=== Section Start ===

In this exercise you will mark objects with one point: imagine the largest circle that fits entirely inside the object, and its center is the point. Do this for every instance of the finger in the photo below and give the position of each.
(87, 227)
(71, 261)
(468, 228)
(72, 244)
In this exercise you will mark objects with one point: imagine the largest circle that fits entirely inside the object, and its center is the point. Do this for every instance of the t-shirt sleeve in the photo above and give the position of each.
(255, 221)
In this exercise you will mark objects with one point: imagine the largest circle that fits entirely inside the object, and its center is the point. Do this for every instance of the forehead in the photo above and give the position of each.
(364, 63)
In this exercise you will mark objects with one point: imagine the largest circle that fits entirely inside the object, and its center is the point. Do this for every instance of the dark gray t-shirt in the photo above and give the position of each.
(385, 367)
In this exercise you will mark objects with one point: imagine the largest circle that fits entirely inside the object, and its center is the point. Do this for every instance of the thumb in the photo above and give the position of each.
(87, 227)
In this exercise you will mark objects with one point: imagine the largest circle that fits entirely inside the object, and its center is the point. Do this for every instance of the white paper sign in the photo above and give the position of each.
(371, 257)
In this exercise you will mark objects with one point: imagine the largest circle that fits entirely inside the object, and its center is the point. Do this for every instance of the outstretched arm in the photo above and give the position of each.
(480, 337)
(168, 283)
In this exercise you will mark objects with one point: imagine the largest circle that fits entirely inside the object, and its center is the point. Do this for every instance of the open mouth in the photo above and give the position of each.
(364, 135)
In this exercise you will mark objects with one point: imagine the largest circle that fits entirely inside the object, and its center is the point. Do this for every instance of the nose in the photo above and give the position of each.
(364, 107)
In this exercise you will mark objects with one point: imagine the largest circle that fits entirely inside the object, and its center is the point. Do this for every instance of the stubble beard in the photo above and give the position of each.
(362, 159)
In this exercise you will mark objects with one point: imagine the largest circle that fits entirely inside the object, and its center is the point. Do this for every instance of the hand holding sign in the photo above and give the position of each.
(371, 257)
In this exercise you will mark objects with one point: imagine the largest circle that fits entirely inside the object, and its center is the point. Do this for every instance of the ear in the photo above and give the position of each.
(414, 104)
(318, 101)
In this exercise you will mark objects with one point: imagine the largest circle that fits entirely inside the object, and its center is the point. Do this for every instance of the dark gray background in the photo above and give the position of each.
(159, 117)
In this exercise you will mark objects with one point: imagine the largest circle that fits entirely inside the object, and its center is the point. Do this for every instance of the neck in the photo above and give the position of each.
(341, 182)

=== Section End ===
=== Section Start ===

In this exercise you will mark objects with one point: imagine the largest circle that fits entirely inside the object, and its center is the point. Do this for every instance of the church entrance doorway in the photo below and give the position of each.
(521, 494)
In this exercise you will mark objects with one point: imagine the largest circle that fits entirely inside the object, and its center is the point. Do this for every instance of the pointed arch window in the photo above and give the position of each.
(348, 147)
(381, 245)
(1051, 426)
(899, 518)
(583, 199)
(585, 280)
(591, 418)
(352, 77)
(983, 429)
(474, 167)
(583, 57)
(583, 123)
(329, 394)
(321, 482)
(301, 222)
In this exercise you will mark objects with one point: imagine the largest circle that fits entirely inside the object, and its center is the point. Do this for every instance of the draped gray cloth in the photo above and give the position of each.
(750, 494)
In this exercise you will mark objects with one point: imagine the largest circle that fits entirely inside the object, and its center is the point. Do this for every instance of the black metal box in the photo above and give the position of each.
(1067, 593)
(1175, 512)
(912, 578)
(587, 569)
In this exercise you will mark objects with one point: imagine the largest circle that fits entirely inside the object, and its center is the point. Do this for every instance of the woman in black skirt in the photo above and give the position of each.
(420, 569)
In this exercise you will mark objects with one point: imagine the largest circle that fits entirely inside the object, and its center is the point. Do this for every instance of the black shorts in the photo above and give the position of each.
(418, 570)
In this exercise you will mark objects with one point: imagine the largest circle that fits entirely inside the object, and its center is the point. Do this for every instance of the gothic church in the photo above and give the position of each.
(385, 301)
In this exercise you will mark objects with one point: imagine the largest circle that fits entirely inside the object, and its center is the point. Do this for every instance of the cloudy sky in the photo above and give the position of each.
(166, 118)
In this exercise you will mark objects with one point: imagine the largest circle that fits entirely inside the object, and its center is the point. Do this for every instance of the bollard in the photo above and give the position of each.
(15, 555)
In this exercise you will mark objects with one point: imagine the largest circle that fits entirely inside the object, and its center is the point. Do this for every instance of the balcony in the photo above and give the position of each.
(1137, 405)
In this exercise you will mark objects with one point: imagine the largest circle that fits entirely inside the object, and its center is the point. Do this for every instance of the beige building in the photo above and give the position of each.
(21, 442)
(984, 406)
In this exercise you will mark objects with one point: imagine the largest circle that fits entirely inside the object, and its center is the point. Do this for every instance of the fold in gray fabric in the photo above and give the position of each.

=== Section End ===
=== Section Start ===

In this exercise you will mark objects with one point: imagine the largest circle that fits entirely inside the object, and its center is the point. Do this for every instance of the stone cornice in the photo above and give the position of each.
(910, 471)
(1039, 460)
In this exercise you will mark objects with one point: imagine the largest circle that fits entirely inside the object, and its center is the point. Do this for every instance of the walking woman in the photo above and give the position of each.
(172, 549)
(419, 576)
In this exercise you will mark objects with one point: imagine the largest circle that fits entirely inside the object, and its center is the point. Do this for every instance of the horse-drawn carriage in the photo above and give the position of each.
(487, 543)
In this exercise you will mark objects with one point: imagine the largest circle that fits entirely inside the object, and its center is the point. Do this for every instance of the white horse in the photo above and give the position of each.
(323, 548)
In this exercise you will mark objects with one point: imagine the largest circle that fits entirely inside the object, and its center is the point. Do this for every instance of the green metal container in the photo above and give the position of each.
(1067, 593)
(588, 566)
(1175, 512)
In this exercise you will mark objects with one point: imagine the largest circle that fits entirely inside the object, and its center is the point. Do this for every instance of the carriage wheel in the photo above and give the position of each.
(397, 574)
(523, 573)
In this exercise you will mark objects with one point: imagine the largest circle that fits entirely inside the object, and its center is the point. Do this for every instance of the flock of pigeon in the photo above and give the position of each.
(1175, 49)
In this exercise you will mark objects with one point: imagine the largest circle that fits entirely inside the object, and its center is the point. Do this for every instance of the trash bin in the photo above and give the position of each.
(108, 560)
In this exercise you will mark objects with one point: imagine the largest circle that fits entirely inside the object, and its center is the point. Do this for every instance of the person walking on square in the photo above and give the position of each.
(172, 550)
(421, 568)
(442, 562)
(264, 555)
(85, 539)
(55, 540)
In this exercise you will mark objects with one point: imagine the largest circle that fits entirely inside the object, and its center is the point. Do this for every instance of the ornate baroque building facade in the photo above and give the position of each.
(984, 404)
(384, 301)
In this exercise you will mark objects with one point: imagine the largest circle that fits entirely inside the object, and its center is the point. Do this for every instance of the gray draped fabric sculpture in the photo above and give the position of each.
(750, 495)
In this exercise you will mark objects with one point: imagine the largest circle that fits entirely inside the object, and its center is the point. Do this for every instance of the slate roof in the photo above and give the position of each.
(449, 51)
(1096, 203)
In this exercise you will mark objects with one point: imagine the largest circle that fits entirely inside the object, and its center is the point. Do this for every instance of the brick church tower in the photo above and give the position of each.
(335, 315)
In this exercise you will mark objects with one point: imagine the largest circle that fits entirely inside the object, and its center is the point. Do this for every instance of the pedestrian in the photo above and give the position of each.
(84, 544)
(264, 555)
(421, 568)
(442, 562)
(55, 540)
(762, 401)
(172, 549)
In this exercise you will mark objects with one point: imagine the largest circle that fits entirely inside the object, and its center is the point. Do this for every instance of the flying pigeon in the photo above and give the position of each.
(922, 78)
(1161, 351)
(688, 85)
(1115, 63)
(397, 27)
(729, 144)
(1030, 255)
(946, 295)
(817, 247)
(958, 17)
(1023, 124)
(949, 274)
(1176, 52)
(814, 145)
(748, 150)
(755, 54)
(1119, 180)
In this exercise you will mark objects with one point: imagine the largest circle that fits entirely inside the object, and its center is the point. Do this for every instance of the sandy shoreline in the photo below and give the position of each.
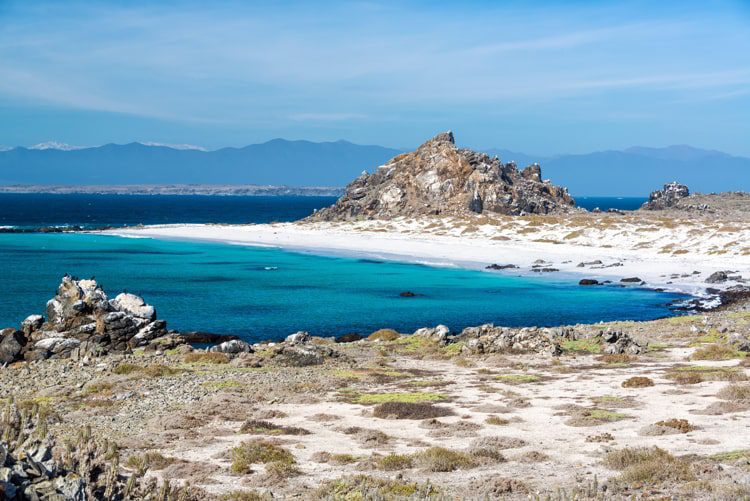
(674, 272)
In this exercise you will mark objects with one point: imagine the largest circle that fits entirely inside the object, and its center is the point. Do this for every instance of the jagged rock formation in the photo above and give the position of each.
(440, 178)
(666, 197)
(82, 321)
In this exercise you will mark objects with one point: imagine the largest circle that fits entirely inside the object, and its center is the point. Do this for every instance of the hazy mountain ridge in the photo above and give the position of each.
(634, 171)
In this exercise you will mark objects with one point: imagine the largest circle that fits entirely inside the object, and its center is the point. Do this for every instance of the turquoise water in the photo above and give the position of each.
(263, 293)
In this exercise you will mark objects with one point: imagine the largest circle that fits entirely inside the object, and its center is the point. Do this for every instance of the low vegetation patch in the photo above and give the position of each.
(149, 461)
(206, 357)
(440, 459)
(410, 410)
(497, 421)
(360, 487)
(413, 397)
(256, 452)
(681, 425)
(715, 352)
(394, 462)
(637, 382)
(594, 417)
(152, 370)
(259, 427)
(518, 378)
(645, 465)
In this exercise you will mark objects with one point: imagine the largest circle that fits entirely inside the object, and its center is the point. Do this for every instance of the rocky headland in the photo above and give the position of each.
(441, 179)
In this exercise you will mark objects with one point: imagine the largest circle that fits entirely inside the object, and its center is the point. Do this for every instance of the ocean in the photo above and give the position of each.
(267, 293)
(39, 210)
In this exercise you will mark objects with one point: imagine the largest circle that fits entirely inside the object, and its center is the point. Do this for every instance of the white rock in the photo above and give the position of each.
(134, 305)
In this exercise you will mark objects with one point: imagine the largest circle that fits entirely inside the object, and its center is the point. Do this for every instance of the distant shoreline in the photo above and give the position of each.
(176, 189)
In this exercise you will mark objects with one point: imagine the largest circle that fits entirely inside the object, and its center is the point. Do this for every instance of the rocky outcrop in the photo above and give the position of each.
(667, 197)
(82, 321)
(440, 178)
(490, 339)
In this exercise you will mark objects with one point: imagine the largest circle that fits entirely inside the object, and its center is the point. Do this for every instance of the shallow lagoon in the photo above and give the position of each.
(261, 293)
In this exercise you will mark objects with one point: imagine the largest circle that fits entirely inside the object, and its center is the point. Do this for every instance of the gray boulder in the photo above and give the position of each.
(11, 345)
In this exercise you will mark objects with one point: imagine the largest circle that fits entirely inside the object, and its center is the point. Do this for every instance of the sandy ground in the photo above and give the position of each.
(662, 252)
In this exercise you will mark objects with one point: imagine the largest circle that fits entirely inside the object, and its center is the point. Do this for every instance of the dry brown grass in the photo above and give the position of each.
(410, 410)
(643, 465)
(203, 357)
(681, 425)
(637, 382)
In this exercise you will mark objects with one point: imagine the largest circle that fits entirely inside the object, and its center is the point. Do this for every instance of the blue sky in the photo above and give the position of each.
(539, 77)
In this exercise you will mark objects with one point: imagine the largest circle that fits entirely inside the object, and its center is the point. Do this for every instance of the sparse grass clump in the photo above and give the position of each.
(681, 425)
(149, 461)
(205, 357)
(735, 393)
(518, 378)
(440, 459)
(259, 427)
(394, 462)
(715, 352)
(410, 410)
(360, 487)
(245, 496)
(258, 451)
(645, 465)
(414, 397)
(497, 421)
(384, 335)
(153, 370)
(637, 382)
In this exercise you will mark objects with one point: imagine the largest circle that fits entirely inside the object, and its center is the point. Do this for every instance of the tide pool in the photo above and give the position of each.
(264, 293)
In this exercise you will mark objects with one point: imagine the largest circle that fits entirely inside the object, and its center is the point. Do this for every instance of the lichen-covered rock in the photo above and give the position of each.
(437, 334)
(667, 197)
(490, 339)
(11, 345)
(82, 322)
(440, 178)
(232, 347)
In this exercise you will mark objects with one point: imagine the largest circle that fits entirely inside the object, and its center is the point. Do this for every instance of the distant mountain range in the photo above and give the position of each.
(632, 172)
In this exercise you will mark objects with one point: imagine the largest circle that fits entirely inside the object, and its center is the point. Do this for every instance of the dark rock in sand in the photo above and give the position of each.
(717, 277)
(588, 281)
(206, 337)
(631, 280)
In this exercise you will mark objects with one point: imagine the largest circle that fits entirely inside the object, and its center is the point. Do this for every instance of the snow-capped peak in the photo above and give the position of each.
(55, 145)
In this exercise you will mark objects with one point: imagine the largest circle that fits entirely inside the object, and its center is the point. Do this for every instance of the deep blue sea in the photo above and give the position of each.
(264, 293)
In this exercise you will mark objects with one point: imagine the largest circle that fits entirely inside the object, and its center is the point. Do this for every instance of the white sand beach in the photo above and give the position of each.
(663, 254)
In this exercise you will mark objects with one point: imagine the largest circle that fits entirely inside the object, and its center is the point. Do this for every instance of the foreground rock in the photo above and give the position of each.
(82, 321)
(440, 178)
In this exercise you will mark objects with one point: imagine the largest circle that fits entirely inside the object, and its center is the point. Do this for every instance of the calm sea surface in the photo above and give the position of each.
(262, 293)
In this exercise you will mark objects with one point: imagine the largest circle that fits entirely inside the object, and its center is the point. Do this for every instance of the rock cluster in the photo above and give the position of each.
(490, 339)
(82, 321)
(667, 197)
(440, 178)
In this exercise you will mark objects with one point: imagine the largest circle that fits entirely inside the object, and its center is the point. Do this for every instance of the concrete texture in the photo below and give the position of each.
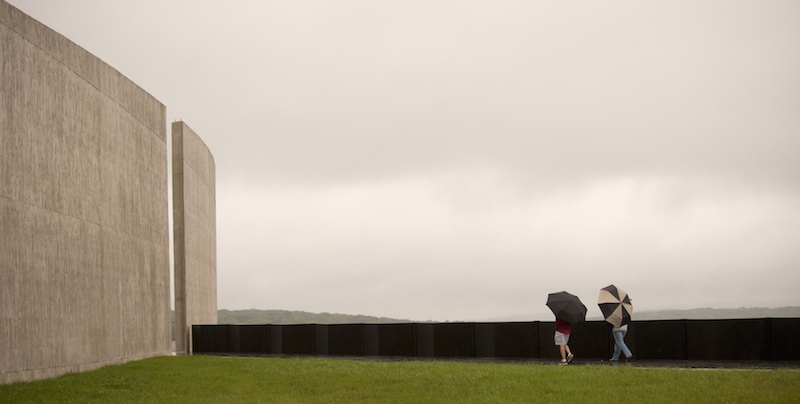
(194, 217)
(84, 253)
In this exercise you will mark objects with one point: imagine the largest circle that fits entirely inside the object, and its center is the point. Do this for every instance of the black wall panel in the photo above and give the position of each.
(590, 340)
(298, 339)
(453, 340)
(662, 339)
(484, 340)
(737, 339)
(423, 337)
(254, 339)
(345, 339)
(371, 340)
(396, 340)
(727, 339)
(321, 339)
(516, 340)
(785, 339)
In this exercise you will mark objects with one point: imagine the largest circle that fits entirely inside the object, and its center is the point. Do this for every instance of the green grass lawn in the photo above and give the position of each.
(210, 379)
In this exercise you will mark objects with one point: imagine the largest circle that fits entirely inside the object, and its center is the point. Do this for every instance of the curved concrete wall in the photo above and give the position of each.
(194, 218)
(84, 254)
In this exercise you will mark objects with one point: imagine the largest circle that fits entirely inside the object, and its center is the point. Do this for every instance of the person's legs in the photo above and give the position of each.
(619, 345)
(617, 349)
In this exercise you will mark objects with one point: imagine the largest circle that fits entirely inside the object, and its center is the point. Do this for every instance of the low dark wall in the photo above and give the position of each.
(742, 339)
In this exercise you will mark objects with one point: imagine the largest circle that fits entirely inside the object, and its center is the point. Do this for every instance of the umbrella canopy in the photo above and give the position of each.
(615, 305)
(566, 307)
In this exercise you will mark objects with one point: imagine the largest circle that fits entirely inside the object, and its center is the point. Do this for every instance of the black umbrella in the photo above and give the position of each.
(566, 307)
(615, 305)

=== Section End ===

#### PROBLEM STATEMENT
Once you find the line with "of the beige" in the entries above, output it and each line after it up to and including the line with "of the fold", and nothing else.

#### TASK SOLUTION
In this exercise you will mark objects with one point: imagine the largest circle that fits entirely inside the object, and its center is the point. Do this for every instance of the beige building in the photo above and give the position of each.
(21, 442)
(984, 406)
In this exercise you will mark objects with one point: imagine the largest circle that fits entirely inside the object, and its center is the point. Do this for every instance of the fold in gray fabric in the photo above and give the position of each.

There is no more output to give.